[Task details]: Can you reproduce everything in the cyber insurance guide from "Cyber attacks are" down to "and its gaps.", swapping "jargon" for "terminology"?

+++ Text to read +++

A Small Business's Guide to Cyber Insurance

UPDATED: July 1, 2024

Cyber attacks are increasing. This isn't a new statistic, and to be honest, you're probably groaning to yourself, saying "I know this." We get it, you know there are risks. But the biggest risk people don't often consider is what their business is doing to meet requirements for Cyber Insurance. Not only is it convoluted with jargon closer to building a bomb than protecting your business. But it's important jargon an we're here to help make sure you've got the right people and processes in place to meet your policy's strict requirements. Get answers to some of the most frequently asked questions about cyber insurance coverage — and its gaps. 

From global brands to local small and midsized businesses (SMBs), everyday brings thousands of new cyber attacks and malicious hacks to organizations of all types. The priority for many IT directors, administrators, and consultants has shifted from preventing cyber attacks completely towards preparing for a swift recovery post-incident and minimizing subsequent damage.

Cyber insurance is a critical part of keeping a business afloat after a cyber security incident.  While some cyber insurance policies have often been criticized for their ambiguity and lack of coverage, businesses can no longer deny the need for it. The debate around cyber security insurance is evolving when it comes to small to mid-sized companies. It's becoming clear that these businesses are not only more likely to be hit by cyber crime, but also less likely to recover when a security incident occurs. Centre's team of certified experts have put together some answers to frequently asked questions among SMBs surrounding the topic of cyber insurance. 


1) What is Cyber Insurance? 

Cyber Insurance is a range of policies businesses can purchase to manage their IT risk and cover their losses in the event of a cyber incident. These insurance policies provide funds to help businesses recover from cyber attacks, significant IT disruption, or natural disasters. With the advancement of bad actors and the rapid frequency in security breaches of all sizes, the potential of experiencing IT security failures (and cost of them) is boosting the popularity of cyber security insurance in particular.

+++ Records shown +++

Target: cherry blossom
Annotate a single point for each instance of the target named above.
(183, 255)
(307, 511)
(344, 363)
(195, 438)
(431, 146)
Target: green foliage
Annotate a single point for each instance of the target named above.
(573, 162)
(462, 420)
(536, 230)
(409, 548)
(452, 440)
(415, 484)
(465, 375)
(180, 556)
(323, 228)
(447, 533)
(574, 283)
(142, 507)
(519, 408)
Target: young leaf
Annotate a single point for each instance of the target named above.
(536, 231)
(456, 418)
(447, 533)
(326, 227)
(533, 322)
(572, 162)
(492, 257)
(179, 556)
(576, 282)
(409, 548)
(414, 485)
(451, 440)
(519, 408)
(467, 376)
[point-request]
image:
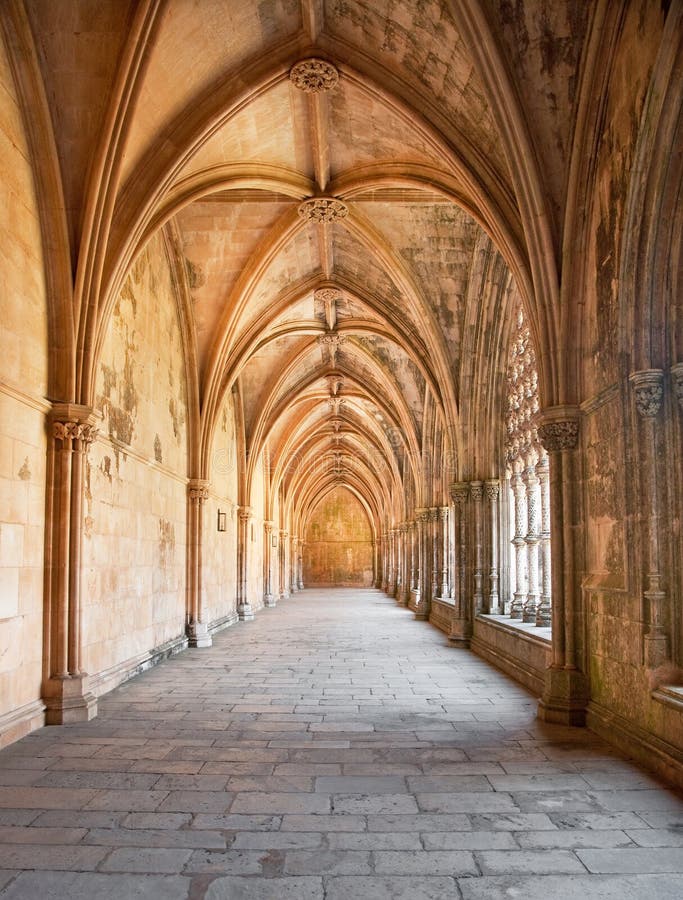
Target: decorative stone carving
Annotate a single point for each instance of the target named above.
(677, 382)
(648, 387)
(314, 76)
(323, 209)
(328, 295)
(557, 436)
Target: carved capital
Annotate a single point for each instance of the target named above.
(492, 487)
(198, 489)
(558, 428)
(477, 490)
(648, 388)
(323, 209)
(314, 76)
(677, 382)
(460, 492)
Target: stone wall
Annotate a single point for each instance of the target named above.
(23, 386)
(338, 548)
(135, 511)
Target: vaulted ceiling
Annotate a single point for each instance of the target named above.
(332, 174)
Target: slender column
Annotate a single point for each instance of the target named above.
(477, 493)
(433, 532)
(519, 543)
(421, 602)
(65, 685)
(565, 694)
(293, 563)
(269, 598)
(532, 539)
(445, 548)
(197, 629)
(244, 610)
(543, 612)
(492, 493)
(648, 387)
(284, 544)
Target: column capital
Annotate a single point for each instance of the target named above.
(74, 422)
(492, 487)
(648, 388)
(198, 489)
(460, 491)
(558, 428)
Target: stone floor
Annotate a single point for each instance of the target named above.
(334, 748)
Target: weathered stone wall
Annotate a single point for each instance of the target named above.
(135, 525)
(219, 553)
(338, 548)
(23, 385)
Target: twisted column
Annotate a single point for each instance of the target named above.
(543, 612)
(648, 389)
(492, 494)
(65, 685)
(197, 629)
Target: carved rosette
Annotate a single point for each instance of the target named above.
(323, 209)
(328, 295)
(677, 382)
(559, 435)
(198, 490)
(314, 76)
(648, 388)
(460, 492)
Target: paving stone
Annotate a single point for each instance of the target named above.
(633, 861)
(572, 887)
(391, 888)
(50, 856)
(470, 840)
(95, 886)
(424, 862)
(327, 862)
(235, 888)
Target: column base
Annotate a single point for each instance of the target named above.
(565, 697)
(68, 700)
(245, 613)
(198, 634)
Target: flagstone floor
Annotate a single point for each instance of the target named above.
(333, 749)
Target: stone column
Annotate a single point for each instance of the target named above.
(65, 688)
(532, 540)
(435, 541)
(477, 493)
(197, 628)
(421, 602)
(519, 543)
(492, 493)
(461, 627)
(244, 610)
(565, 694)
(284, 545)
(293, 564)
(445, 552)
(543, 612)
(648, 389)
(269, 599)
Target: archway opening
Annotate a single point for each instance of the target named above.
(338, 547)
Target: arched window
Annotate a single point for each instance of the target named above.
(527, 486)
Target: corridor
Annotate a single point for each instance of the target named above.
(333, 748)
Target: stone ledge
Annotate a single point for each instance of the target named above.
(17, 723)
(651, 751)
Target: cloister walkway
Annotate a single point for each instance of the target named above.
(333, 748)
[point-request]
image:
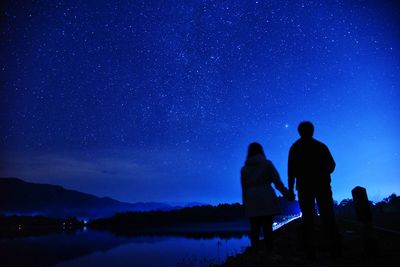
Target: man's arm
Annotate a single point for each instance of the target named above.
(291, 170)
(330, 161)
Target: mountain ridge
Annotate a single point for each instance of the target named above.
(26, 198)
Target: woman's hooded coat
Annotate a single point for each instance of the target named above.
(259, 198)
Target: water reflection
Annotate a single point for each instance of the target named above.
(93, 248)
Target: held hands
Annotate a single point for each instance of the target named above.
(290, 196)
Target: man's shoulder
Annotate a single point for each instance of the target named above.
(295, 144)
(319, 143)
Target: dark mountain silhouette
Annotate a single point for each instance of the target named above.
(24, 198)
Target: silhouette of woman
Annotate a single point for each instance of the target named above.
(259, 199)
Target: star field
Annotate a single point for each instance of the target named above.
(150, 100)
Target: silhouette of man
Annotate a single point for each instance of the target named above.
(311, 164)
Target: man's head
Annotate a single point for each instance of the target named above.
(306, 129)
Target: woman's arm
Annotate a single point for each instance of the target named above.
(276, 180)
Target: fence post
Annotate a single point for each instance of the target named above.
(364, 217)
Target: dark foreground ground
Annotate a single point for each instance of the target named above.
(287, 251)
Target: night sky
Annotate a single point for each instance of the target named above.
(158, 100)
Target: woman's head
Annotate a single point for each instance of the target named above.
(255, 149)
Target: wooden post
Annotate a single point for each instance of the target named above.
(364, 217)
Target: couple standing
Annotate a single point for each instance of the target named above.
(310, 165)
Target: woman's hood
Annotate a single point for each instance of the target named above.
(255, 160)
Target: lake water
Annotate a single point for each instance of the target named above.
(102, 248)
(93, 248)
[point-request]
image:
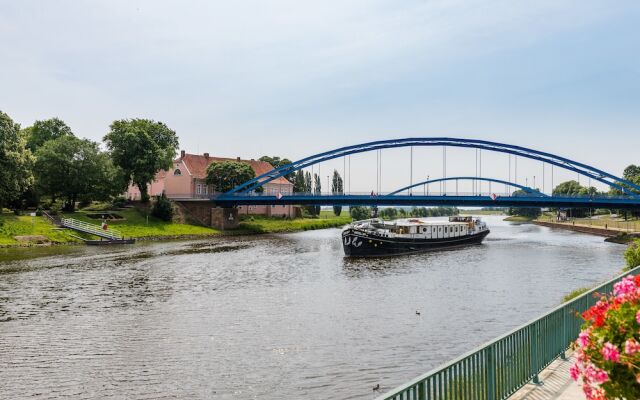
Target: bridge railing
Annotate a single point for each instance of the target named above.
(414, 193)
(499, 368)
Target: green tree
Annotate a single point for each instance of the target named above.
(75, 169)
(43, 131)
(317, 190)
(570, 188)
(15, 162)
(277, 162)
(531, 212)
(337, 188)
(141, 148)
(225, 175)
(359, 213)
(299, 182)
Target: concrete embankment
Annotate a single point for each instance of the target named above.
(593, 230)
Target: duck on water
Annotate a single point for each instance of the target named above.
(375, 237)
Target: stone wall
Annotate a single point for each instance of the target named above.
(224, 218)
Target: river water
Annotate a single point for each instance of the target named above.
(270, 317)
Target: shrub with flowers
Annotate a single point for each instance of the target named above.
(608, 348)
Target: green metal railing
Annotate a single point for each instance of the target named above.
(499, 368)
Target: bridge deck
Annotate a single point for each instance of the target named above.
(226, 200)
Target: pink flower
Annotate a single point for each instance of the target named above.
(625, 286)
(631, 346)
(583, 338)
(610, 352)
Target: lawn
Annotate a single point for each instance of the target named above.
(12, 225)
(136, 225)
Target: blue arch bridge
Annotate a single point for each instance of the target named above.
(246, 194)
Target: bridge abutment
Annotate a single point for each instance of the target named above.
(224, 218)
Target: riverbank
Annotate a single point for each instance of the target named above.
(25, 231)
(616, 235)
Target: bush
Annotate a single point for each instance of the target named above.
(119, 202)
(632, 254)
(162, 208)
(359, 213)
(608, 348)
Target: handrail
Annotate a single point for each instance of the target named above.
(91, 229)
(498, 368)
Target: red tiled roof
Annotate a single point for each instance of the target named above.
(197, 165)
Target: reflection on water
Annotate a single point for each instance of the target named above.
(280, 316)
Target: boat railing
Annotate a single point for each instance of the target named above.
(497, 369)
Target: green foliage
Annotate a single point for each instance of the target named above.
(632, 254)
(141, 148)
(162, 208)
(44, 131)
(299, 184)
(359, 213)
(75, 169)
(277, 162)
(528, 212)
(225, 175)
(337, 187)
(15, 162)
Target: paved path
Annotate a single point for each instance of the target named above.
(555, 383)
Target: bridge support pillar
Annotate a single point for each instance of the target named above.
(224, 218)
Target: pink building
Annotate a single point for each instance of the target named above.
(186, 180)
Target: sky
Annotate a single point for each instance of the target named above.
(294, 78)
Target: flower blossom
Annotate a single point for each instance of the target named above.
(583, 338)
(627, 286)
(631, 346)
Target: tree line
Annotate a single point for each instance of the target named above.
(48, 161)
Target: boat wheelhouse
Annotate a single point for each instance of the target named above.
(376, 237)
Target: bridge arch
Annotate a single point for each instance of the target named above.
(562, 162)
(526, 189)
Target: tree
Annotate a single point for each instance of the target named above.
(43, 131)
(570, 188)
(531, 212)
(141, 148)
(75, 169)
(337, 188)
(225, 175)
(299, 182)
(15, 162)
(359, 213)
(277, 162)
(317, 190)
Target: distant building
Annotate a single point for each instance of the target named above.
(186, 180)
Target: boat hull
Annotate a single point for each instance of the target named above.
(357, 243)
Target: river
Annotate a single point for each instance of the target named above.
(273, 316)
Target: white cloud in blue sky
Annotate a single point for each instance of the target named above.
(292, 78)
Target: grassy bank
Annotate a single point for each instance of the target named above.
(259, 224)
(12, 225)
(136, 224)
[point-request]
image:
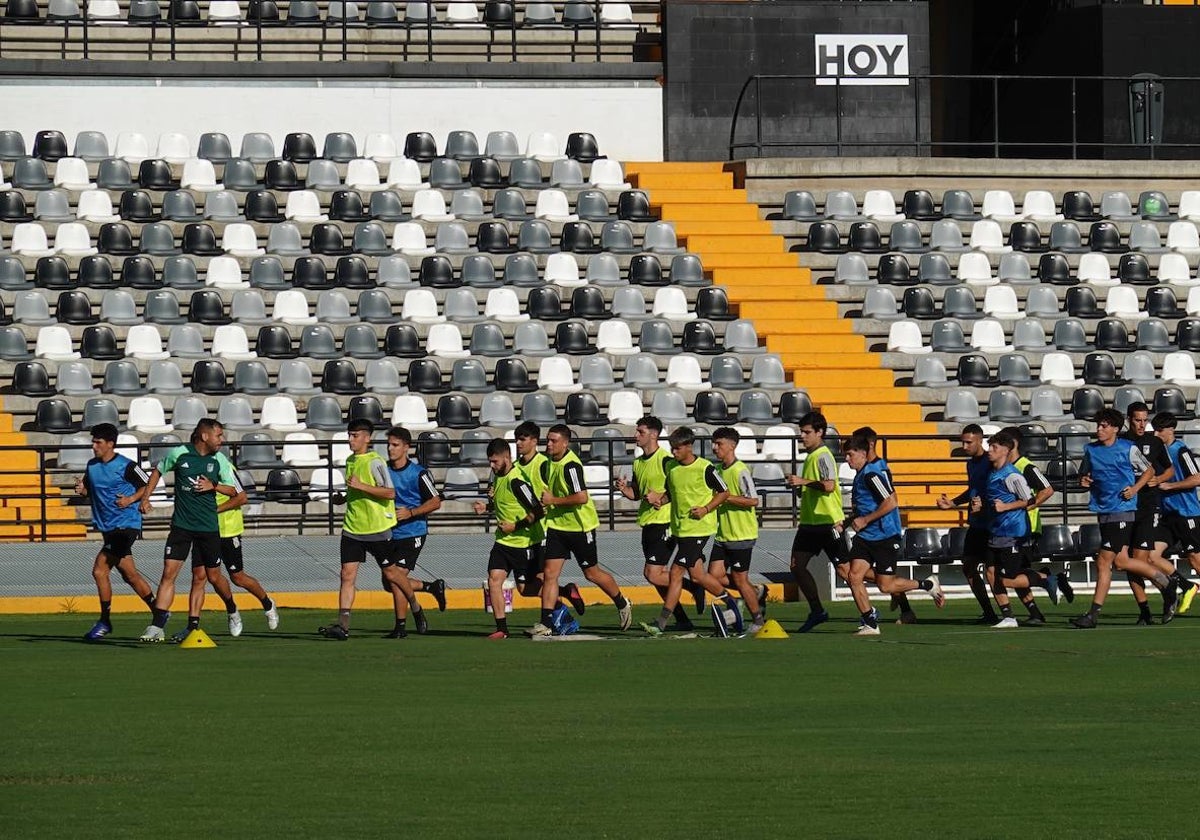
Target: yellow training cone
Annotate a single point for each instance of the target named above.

+++

[Answer for the task]:
Cyber attacks are increasing. This isn't a new statistic, and to be honest, you're probably groaning to yourself, saying "I know this." We get it, you know there are risks. But the biggest risk people don't often consider is what their business is doing to meet requirements for Cyber Insurance. Not only is it convoluted with terminology closer to building a bomb than protecting your business. But it's important terminology an we're here to help make sure you've got the right people and processes in place to meet your policy's strict requirements. Get answers to some of the most frequently asked questions about cyber insurance coverage — and its gaps.